**Task directions**
The reply to the records below should contain exactly the lines from the line with "Target: the feta crumble" through the line with "[indicate] the chopped", and nothing besides.

____

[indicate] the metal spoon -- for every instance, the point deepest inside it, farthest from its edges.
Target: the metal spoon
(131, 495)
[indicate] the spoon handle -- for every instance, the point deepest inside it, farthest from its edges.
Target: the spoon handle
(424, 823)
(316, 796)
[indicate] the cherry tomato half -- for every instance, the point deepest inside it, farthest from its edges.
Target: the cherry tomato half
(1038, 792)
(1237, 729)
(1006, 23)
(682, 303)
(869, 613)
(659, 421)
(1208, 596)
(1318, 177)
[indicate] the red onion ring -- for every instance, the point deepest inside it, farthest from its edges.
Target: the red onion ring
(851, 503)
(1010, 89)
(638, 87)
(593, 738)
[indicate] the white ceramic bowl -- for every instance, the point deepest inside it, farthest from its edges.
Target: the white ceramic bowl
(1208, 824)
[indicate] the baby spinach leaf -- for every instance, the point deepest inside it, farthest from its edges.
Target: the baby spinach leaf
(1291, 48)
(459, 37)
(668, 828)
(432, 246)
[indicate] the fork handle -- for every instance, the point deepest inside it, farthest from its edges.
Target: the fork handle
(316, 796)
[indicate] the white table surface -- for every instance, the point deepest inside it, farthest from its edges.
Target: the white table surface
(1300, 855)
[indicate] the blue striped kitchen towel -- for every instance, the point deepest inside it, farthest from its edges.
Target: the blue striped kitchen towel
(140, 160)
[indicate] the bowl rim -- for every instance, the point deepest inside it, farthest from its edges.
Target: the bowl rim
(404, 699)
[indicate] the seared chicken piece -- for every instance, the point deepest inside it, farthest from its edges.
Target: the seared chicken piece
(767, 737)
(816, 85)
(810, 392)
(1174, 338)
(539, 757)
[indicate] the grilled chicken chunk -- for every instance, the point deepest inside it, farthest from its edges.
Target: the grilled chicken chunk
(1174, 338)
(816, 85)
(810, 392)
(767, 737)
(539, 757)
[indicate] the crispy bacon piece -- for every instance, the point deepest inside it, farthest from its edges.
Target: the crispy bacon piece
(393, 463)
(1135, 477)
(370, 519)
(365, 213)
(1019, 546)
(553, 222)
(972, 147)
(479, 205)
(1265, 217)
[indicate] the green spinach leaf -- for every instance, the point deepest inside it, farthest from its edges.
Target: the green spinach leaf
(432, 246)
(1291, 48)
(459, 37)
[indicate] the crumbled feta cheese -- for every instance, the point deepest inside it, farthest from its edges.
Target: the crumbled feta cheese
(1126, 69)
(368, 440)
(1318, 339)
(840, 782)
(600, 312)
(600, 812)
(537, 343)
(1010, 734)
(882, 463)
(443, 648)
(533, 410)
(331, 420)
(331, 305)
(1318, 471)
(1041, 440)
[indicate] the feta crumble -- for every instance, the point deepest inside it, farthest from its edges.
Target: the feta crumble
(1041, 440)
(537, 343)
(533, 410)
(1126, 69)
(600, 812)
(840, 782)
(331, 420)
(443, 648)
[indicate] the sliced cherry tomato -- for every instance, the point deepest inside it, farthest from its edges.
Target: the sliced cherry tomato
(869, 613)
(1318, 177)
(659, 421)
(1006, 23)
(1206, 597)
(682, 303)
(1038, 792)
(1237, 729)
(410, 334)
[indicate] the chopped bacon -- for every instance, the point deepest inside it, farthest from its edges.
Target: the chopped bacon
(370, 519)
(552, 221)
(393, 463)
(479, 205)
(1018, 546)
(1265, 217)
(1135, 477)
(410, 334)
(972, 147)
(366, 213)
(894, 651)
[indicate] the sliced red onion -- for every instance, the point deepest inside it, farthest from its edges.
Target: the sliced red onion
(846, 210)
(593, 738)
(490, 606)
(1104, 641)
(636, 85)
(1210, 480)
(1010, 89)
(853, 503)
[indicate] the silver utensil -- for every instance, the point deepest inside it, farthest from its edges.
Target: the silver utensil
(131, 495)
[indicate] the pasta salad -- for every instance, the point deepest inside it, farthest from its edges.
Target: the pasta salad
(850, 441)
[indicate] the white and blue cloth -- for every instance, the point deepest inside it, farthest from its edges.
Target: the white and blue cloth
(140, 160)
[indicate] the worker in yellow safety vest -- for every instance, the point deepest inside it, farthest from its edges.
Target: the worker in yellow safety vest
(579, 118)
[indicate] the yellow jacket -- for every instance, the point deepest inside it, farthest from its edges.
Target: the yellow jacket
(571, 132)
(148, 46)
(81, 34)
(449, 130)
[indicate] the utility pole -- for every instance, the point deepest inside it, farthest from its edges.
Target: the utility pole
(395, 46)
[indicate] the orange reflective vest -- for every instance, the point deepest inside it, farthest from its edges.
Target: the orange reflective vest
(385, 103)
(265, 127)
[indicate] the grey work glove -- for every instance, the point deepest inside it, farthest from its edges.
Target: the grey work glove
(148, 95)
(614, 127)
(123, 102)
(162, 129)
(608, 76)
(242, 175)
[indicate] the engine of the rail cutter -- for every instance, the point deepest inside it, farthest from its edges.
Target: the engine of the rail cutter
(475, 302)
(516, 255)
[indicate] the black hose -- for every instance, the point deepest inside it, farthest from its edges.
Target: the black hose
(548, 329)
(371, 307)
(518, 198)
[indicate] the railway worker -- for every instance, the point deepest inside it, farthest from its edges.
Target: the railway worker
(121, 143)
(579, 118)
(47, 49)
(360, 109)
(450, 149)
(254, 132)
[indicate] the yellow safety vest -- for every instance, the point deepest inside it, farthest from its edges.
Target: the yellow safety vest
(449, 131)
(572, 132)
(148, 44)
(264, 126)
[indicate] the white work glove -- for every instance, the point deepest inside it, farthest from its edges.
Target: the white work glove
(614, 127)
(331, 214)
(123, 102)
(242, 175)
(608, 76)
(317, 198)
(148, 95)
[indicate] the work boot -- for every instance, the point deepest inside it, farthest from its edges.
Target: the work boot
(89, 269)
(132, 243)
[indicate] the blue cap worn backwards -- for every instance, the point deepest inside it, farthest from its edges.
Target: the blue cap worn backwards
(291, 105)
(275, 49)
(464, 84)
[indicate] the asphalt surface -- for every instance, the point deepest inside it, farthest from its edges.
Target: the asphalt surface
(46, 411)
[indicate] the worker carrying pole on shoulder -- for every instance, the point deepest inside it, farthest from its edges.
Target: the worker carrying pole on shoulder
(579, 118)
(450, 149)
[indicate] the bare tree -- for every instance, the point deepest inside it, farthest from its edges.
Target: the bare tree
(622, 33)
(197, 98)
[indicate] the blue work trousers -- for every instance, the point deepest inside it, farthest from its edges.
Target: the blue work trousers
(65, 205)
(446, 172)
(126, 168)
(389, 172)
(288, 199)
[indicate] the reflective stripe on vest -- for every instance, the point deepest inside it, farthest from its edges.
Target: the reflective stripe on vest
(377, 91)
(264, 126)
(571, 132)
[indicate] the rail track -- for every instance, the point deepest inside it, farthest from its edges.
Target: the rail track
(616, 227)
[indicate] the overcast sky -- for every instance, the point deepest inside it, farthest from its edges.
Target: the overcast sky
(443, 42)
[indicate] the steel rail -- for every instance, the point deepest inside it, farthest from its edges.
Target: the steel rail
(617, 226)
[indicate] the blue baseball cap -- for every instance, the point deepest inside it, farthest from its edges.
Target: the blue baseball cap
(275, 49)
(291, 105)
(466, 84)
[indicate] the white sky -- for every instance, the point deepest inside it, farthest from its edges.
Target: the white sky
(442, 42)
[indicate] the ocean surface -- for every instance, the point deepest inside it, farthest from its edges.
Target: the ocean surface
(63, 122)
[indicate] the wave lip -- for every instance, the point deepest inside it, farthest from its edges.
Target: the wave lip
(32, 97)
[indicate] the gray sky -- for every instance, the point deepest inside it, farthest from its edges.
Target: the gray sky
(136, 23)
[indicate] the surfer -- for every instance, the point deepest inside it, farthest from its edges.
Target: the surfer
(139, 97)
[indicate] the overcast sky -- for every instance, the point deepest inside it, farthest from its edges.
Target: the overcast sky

____

**Your solution**
Target: the feta crumble
(1041, 440)
(537, 343)
(533, 410)
(1126, 69)
(600, 812)
(840, 782)
(331, 420)
(443, 648)
[indicate] the sliced cherry tomato -- for every instance, the point deepest inside it, farthest from its edges.
Target: the sliced cherry tomato
(869, 613)
(1318, 177)
(659, 421)
(1006, 23)
(1206, 597)
(682, 303)
(1038, 792)
(1237, 729)
(410, 334)
[indicate] the chopped bacon -- for every instance, the point deepest inside it, farthest from its edges.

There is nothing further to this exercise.